* **Testo fornito**
::::::::::

Senza che sia una presa di posizione. Abbiamo superato anche tutto il discorso hardcore/commerciale, ci siamo ritrovati a amare senza problemi canzoni che sono in tutto e per tutto commerciali, però sono belle. Molti hanno scritto che siamo contro questa o quell'altra scena, ma no: siamo solo contro la musica che non ci piace, non è un nome o un genere. Lo dico una volta per tutte: quelli bravi come quelli scrausi li trovi tanto nella trap come nel boom bap. Io non potrei mai difendere il boom bap, perché anche nel boom bap era pieno di scrausi. Noi negli anni Novanta dicevamo "la metà sono scrausi", quindi adesso dovrei dire che prima era tutto bellissimo? Ma per favore. A me interessa che sia musica che mi piace, che mi lasci qualcosa, indipendentemente dal genere, o dalla mitologia che c'è dietro il personaggio. Siamo in fissa per Anderson .Paak che è qualcosa di super fruibile, e alterno tranquillamente lui e Conway. Perché secondo me sono tutti e due bravissimi. Magari invece mi ascolto il disco nuovo di Statik Selektah, che è uno degli ultimi produttori che si rifanno al suono della golden age, e magari dico "che palle sto disco". E sono il primo a dire che no, che se dobbiamo solo fare la brutta copia di quello che è già stato fatto meglio negli anni Novanta, allora provo ad ascoltarmi XXXTentacion per vedere questi che fanno, e magari lui non mi piace ma ne trovo un altro che mi piace, anche se è molto distante da me.
M: Anche rispetto a questo disco, molti nei commenti scrivono "finalmente, si riporta l'hip hop di una volta, basta con questi ragazzini", a noi non interessa quella cosa. Chi ha sedici anni e vuole ascoltare altre cose è giustissimo che lo faccia, chi gli canta quelle cose ha un'età più vicina ed è giusto così, poi dopo si va avanti e ci sono varie nicchie nel rap, nella nicchia nostra ci stiamo noi. Ognuno si ascolta quello che vuole e non vogliamo cambiare nulla. Vogliamo solo mettere la nostra alternativa in mezzo alle altre.

Adesso si torna in tour?
D: Sì, a gennaio si parte. Prima, a dicembre, faremo un giro di presentazioni: Dee'Mo ha realizzato un documentario su questo disco, un track by track. Ci è venuto a riprendere mentre facevamo le prove, e raccontiamo l'evoluzione, la genesi, la chiusura di questo album. Faremo quattro o cinque proiezioni in giro per l'Italia, invece di fare gli instore che è una cosa che a noi non appartiene tanto, non ci piace la cosa che ti compri il disco per fare la foto, vogliamo dare qualcosa di diverso, offrire qualcosa in più. Ci sarà la proiezione di questo documentario di tre quarti d'ora fatto molto bene, ci sarà una chiacchiera con il pubblico, e ci sarà il banchetto con i cd, i vinili e le magliette per chi vuole.
M: Anche per far vedere il lavoro che c'è dietro al disco, il documentario lo racconta molto bene.
D: Diciamolo: anche per fare assimilare meglio al pubblico questo disco, che non è proprio immediato. E così che quando arriviamo dal vivo un po' ce lo siamo metabolizzato bene anche noi. Il live lo stiamo un po' cambiando, come approcci musicali, arrangiamenti... Stiamo studiando un nuovo tour. E a gennaio si parte e non ci si ferma più.

::::::::::

* **Contenuto dei record**
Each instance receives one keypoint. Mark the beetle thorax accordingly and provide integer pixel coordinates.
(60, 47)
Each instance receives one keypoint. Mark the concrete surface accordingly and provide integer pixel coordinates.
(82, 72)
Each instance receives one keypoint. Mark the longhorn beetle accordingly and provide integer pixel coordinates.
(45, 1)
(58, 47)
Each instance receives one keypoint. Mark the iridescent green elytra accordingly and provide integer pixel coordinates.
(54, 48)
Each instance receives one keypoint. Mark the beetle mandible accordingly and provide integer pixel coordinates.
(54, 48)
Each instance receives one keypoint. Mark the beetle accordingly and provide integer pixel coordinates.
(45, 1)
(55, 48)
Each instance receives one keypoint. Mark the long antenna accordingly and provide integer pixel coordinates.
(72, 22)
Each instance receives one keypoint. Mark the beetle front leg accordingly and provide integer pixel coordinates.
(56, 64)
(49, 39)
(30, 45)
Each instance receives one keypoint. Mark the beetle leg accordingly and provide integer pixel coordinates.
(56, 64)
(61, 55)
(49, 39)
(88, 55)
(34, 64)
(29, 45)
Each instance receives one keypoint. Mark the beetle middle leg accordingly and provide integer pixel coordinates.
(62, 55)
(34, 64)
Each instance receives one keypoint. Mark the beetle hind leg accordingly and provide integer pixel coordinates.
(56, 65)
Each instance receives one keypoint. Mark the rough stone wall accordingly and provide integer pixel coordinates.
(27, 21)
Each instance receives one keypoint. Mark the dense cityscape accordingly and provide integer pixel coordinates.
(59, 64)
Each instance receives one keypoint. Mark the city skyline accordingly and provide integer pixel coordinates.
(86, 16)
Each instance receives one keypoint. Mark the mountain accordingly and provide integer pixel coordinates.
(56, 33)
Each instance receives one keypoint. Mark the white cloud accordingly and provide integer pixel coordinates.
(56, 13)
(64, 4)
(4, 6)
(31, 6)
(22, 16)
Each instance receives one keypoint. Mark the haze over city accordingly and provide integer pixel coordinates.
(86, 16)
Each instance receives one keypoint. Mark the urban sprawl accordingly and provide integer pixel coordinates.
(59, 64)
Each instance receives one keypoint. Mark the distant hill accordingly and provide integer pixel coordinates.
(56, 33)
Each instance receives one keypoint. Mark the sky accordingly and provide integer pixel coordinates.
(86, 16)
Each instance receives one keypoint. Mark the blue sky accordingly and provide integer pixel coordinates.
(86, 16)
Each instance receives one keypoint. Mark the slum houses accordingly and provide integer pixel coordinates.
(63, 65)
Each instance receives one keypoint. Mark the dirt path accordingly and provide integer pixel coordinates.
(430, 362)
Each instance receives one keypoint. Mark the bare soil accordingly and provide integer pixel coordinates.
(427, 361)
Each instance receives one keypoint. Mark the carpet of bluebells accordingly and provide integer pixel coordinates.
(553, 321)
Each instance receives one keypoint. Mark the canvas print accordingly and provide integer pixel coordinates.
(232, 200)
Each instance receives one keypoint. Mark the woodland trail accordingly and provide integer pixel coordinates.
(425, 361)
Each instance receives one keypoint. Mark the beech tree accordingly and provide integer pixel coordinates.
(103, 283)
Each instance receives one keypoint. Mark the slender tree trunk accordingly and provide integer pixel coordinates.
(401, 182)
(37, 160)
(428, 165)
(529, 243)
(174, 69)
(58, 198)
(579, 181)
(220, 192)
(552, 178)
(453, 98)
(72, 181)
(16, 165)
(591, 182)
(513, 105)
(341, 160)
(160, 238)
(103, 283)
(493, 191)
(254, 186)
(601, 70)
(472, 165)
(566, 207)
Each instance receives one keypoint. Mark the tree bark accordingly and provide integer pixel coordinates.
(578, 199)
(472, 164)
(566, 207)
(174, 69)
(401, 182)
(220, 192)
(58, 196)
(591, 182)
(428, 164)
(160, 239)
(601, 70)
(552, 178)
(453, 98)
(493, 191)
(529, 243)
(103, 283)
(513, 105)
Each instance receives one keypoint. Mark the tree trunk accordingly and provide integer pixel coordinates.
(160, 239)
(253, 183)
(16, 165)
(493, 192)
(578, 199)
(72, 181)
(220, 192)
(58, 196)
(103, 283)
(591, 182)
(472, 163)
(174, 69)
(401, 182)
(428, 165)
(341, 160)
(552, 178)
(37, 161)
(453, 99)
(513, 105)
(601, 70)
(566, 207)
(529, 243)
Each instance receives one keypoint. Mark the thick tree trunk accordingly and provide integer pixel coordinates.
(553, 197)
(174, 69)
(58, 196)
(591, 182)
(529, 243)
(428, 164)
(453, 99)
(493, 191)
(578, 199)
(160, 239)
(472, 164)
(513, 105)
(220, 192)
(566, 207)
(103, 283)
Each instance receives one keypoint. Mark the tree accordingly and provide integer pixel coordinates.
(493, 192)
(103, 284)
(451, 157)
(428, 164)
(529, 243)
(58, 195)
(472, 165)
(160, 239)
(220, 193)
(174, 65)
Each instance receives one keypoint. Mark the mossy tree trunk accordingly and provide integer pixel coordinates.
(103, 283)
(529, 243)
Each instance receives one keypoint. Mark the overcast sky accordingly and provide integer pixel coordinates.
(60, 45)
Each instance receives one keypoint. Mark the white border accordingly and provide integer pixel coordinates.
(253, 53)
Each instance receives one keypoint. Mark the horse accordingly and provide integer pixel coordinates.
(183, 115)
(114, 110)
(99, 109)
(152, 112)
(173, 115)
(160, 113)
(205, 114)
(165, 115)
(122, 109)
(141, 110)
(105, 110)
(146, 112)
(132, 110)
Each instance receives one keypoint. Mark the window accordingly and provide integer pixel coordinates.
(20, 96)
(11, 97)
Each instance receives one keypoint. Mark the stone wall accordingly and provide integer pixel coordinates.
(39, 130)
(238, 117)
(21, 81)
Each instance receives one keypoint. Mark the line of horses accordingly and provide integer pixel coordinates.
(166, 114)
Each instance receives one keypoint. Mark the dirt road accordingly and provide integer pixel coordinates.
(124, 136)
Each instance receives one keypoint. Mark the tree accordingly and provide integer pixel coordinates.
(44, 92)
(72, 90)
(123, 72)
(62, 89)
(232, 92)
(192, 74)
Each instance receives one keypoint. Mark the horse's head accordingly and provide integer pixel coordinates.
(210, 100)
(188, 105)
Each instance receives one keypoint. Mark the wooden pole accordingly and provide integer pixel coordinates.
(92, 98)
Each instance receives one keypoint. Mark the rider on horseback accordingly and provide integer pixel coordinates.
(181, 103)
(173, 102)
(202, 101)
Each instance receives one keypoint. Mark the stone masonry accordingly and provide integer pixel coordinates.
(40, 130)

::::::::::

* **Cosa farai**
1. Riassumi l'intervista in due frasi.
2. Riproduci la parte dell'intervista che comincia con le parole "M: Anche rispetto" e si ferma dopo le parole "mezzo alle altre.".
I record provengono da un'altra fonte.

* **Risposte per voce**
1. Gli intervistati dicono di essere contro la musica che non piace loro e non contro un genere, perché artisti bravi e scarsi si trovano sia nella trap sia nel boom bap. Non vogliono riportare l'hip hop di una volta ma offrire la loro alternativa in mezzo alle altre, e prima del tour di gennaio faranno quattro o cinque proiezioni in Italia di un documentario di Dee'Mo sul disco, al posto degli instore.

2.
M: Anche rispetto a questo disco, molti nei commenti scrivono "finalmente, si riporta l'hip hop di una volta, basta con questi ragazzini", a noi non interessa quella cosa. Chi ha sedici anni e vuole ascoltare altre cose è giustissimo che lo faccia, chi gli canta quelle cose ha un'età più vicina ed è giusto così, poi dopo si va avanti e ci sono varie nicchie nel rap, nella nicchia nostra ci stiamo noi. Ognuno si ascolta quello che vuole e non vogliamo cambiare nulla. Vogliamo solo mettere la nostra alternativa in mezzo alle altre.